However, another unique feature in pandoc is its filter system. So I suggest if it is something you sorely needed right now, you should write a filter to do it. How it should be done depends on your need, e.g. is it write to or read from GFM, is pandoc markdown only an intermediate format you need (e.g. you want to gfm -> PDF)? If you are interested in writing a filter or need help on that, you can open a thread on pandoc-discuss, lots of experts there can give you advices and some might even write one for you (don't count on that, however).

jgm commented 7 years ago

Yes, you can write a filter that finds list items of the form

[Plain (Str "[":Space:Str "]":xs)]

and replace these with e.g.

[Plain (RawInline "html" htmlCheckbox : xs)]

This should work fine for HTML output. RawBlock and RawInline are your "fallback."

graymalkin commented 7 years ago

I've written some pandoc filters in the past to do something similar, and I can't say I'm desparate. Like I say it's a "would-be-nice-if".

If it's going to involve such heavy re-work I'm happy to leave this as WontFix, and use a filter. Thanks for your input :)

tajmone commented 7 years ago

I think that implement GFM task lists is important. Here I bring a real case scenario of the problems that this lacking feature can cause.

If I task lists in a markdown document, likes this:

- [ ] Mercury
- [x] Venus
- [x] Earth (Orbit/Moon)

and then I use pandoc to clean up the markdown source:

pandoc -f markdown_github -t markdown_github

the file gets cleaned up, except for the Task List, which gets corrupted by escaping the brackets:

-   \[ \] Mercury
-   \[x\] Venus
-   \[x\] Earth (Orbit/Moon)

That's a pity. Pandoc is a great tool for cleaning up markdown source files (especially with --smart --wrap=none --normalize options): you get properly aligned tables, a standard syntax (where multiple syntaxes are possible), normalization of extra whitespaces, etc. — all of which is not only good for the eye, but also in Git controlled projects, because it reduces diffing nightmares and false positives in status changes.

But right now, this can't be used on GFM docs which make use of Tasks List — else they break up. In many GitHub projects I use batch scripts to clean up all markdown files via pandoc (from GFM to GFM) before commiting. This REALLY helps: I work with "lazy" markdown syntax, but after cleanup all files are up to pandoc standard (eg: I work with Atx-style header, but commit with Setext-style headers, ecc.); but most of all, it makes a much cleaner diffing when merging in contributions and solving conflicts.

Then I have to choose: either I don't use task lists in markdown docs, or I don't use scripts automation to clean up source files.

Tasks Lists being part of the GFM standard, they ought be implemented in pandoc's markdown_github.

ickc commented 7 years ago

@tajmone

Also see this thread in pandoc-discuss. @jgm has specifically said pandoc is not designed as a linter. So we are on our own when we push pandoc beyond what it is designed for.

And please read my comments in this thread. It is likely you don't understand what markdown_github means, the philosophy behind pandoc, and the level of difficulties involved in supporting this feature.

· · · · · · ·

## Exercise brief
Write out the pandoc discussion word for word from "Tasks Lists being" up to and including "supporting this feature.". The items that follow are separate material, unrelated to the pandoc discussion.

## Data records
· · · · · · ·

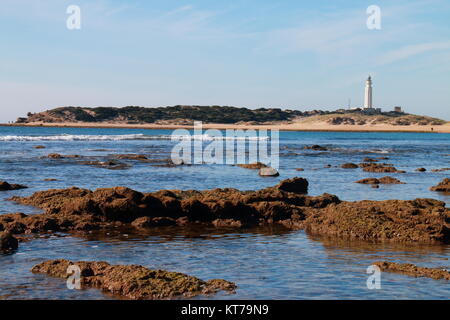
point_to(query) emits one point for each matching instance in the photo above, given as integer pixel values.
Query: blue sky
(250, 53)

· · · · · · ·

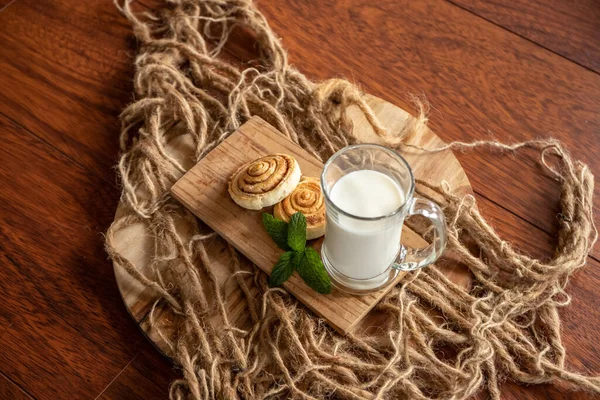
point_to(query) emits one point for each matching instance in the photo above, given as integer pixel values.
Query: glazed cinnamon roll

· · · · · · ·

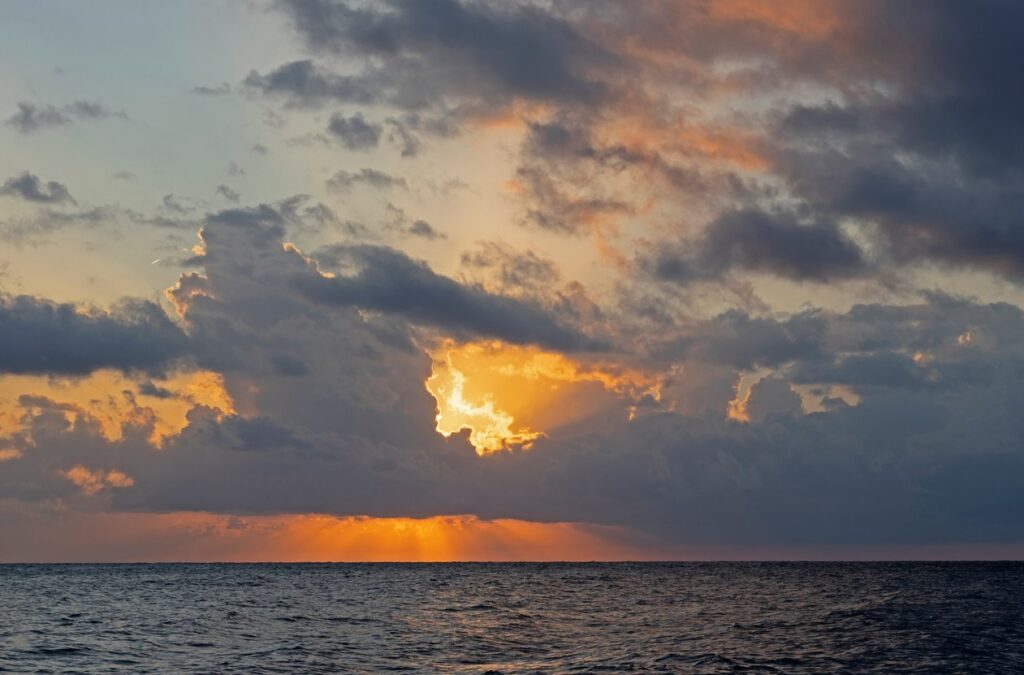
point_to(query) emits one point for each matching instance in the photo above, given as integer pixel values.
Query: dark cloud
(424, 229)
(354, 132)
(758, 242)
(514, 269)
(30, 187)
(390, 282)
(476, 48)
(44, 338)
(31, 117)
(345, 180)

· · · · · · ·

## Exercise result
Tasks Lists being part of the GFM standard, they ought be implemented in pandoc's markdown_github.

ickc commented 7 years ago

@tajmone

Also see this thread in pandoc-discuss. @jgm has specifically said pandoc is not designed as a linter. So we are on our own when we push pandoc beyond what it is designed for.

And please read my comments in this thread. It is likely you don't understand what markdown_github means, the philosophy behind pandoc, and the level of difficulties involved in supporting this feature.